Teks Bacaan →
------------------------------------------------

Johannesburg (ANTARA News) - Setelah beberapa hari berada di Johanesburg, ANTARA dan beberapa wartawan Indonesia lainnya mulai mengalami dan merasakan sendiri kengerian berada di kawasan hitam kota itu.
Kejadian tersebut sebenarnya diawali secara tidak sengaja ketika ANTARA lewat di Hillbrow, sebuah kawasan yang baru kemudian diketahui ternyata salah satu tempat paling ditakuti dan berbahaya. Di kawasan inilah, para pendatang yang tersesat, apalagi kalau berjalan seorang diri, menjadi sasaran empuk pemerasan.
Kawasan tersebut terletak tidak jauh dari Stadion Ellis Park dan sebuah menara perusahaan telekomunikasi gedung apartemen Ponte City menjadi penanda.

------------------------------------------------

Uraian Tugas → Teruskan berita tentang kawasan Hillbrow di Johannesburg di atas, mulai setelah kalimat terakhirnya.

------------------------------------------------

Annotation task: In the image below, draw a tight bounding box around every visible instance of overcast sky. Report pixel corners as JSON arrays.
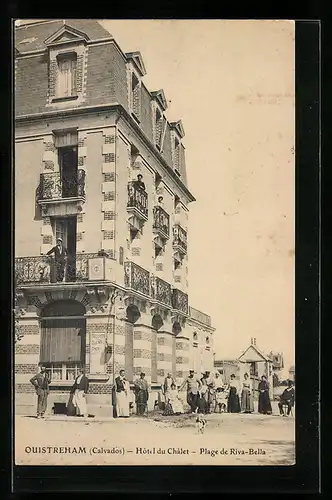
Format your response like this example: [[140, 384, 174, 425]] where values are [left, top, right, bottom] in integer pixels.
[[102, 20, 295, 369]]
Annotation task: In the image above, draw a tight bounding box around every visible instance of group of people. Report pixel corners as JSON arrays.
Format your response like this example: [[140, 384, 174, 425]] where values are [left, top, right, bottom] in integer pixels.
[[30, 366, 295, 418]]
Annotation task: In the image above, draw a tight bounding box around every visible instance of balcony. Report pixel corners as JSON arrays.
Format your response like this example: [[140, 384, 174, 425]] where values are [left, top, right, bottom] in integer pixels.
[[189, 307, 211, 326], [173, 224, 187, 255], [127, 181, 148, 229], [124, 261, 150, 296], [151, 276, 172, 307], [172, 288, 188, 314], [15, 253, 112, 286], [152, 206, 169, 240], [38, 169, 85, 216]]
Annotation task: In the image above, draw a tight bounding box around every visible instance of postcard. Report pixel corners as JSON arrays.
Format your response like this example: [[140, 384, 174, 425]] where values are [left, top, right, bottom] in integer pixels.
[[13, 19, 296, 466]]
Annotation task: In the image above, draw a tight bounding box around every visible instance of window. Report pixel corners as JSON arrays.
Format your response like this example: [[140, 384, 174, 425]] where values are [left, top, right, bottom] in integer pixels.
[[131, 73, 141, 118], [57, 53, 77, 97]]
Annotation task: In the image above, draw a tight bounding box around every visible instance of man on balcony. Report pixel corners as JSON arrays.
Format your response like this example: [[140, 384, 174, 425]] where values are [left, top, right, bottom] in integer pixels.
[[47, 238, 68, 282], [135, 174, 145, 191]]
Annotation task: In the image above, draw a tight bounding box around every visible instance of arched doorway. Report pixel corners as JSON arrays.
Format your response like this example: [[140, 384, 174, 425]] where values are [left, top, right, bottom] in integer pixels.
[[125, 305, 141, 382], [39, 300, 86, 382]]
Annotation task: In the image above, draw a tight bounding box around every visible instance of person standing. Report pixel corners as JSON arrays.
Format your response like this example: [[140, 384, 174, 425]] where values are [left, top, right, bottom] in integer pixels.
[[161, 373, 175, 404], [47, 238, 68, 282], [258, 375, 272, 415], [134, 372, 149, 415], [113, 370, 130, 418], [30, 366, 51, 418], [278, 380, 295, 417], [71, 368, 89, 417], [241, 373, 254, 413], [227, 373, 241, 413], [179, 370, 201, 412]]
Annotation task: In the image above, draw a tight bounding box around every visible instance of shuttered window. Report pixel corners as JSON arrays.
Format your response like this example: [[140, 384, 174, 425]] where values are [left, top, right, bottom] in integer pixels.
[[40, 318, 85, 363], [125, 322, 134, 382]]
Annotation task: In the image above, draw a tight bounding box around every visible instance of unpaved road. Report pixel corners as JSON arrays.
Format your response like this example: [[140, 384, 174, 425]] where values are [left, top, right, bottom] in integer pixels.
[[15, 408, 295, 465]]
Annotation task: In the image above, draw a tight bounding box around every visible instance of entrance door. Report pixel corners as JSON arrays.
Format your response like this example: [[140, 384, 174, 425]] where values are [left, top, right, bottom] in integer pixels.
[[59, 146, 78, 198]]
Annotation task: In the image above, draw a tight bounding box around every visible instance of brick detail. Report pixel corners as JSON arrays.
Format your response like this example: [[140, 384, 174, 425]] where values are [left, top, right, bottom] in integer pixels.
[[15, 384, 36, 394], [104, 135, 115, 144], [43, 160, 54, 172], [87, 323, 109, 334], [104, 210, 115, 220], [134, 331, 152, 342], [134, 349, 151, 359], [104, 191, 115, 201], [20, 325, 40, 335], [28, 295, 43, 309], [157, 352, 172, 361], [15, 344, 39, 354], [103, 153, 115, 163], [43, 235, 53, 245], [176, 356, 189, 364], [103, 172, 115, 182], [103, 231, 114, 240], [15, 364, 38, 374]]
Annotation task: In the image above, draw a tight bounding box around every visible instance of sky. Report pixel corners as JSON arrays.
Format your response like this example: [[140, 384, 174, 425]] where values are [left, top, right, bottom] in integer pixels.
[[102, 20, 295, 376], [16, 20, 295, 374]]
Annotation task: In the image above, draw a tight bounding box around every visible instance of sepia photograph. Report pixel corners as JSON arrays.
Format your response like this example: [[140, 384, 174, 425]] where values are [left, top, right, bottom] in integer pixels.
[[12, 19, 296, 464]]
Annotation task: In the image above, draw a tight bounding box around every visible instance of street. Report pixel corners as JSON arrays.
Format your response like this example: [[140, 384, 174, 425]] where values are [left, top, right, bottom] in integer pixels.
[[15, 402, 295, 465]]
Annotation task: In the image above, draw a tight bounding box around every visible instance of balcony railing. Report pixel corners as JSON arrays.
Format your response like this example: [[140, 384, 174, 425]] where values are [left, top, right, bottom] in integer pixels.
[[172, 288, 188, 314], [38, 168, 85, 201], [153, 206, 169, 239], [124, 261, 150, 296], [127, 181, 148, 218], [15, 253, 105, 285], [151, 276, 172, 307], [173, 224, 187, 253], [189, 307, 211, 326]]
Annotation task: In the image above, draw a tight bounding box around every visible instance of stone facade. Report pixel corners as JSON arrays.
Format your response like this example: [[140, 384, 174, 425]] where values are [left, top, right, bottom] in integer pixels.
[[15, 20, 214, 415]]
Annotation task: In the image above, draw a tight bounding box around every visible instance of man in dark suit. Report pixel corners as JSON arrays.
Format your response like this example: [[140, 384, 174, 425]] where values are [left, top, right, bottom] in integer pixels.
[[71, 368, 89, 417], [30, 366, 51, 418], [47, 238, 68, 281]]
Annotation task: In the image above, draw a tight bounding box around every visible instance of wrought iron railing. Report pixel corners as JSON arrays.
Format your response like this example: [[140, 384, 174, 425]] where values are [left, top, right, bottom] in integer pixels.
[[151, 276, 172, 307], [173, 224, 187, 252], [172, 288, 188, 314], [38, 168, 85, 200], [124, 261, 150, 296], [15, 253, 107, 285], [153, 206, 169, 238], [189, 307, 211, 326], [127, 181, 148, 217]]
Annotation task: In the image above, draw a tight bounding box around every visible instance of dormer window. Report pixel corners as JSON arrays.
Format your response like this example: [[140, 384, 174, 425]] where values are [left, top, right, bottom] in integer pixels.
[[57, 52, 77, 98], [130, 73, 141, 119]]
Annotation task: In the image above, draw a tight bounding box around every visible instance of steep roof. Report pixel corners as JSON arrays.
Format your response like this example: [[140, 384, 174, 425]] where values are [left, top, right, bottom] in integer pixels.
[[15, 19, 112, 53]]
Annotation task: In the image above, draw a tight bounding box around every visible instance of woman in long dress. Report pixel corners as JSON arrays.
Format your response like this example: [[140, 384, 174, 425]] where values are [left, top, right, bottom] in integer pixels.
[[241, 373, 254, 413], [227, 374, 241, 413], [115, 370, 130, 417], [258, 375, 272, 415]]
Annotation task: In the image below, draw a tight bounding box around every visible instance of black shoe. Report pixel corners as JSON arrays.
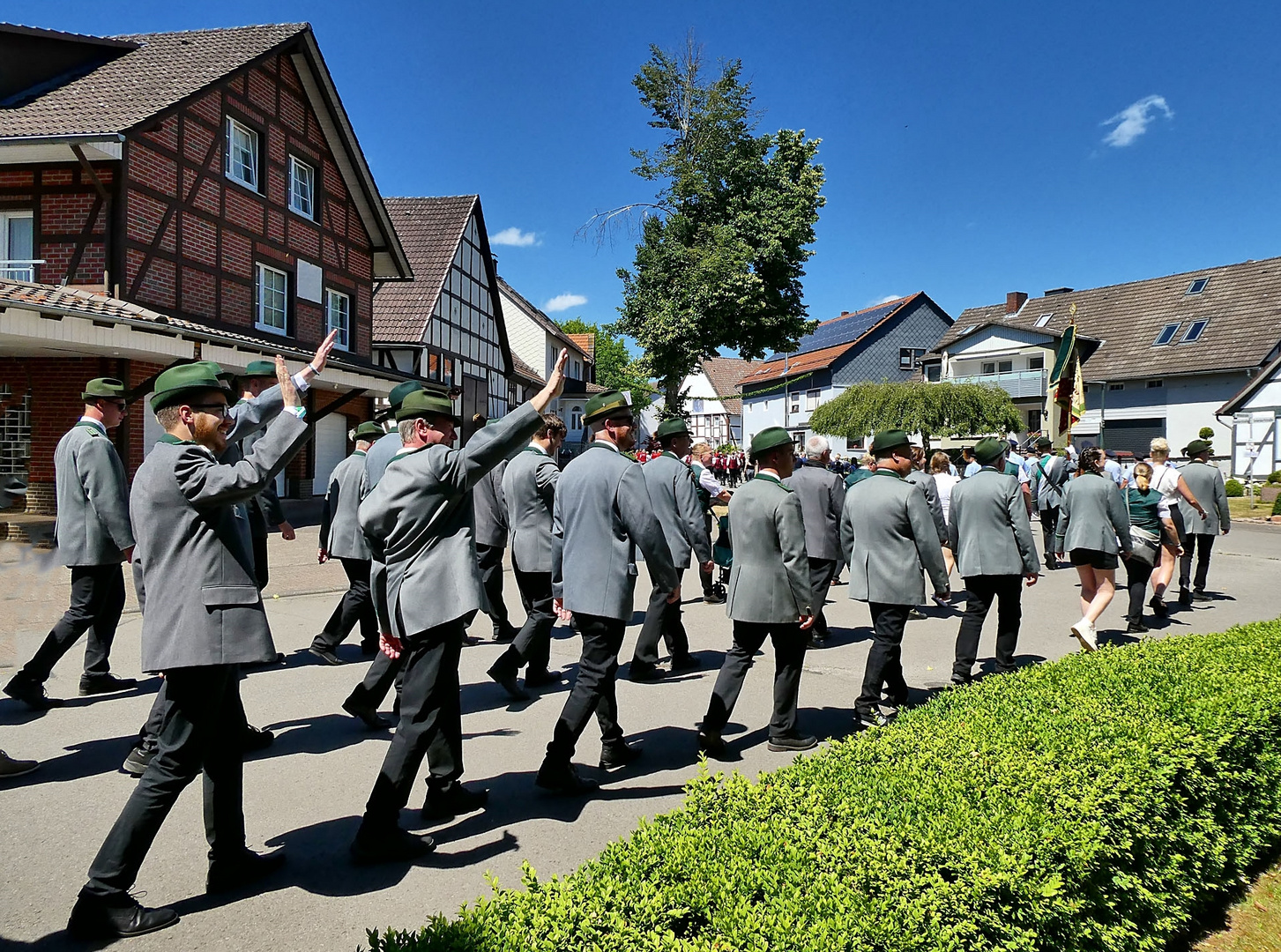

------------------------------------------------

Hasil Latihan →
Di kawasan itulah, kami tersesat ketika hendak pulang ke penginapan saat pertandingan Argentina dan Nigeria masih berlangsung. Kami memutuskan untuk pulang meski pertandingan belum usai agar terhindar dari kemacetan.
Tapi kami harus melewati daerah tersebut karena Mariam Gillan, pemilik rumah tempat kami menginap, dengan senang hati bersedia menjemput ke Ellis Park.
Tapi berhubung jalan-jalan yang berada di komplek stadion tersebut ditutup, tidak ada jalan lain kecuali melewati Hillbrow untuk menuju tempat dimana Mariam sudah menunggu dengan mobil Audi-nya.
Karena tidak mengetahui posisi jalan End Street dimana Mariam menunggu, maka kami bertanya kepada seorang polisi yang berjaga dan polisi berkulit hitam dengan perawakan tinggi besar itu pun menunjuk ke arah Hillbrow.
Pada awalnya tidak ada perasaan apa-apa ketika kami memasuki kawasan tersebut, tapi suasana menyeramkan mulai terasa saat kami seperti orang aneh diantara mereka yang semuanya berkulit hitam, di bawah tatapan mata yang tidak bersahabat.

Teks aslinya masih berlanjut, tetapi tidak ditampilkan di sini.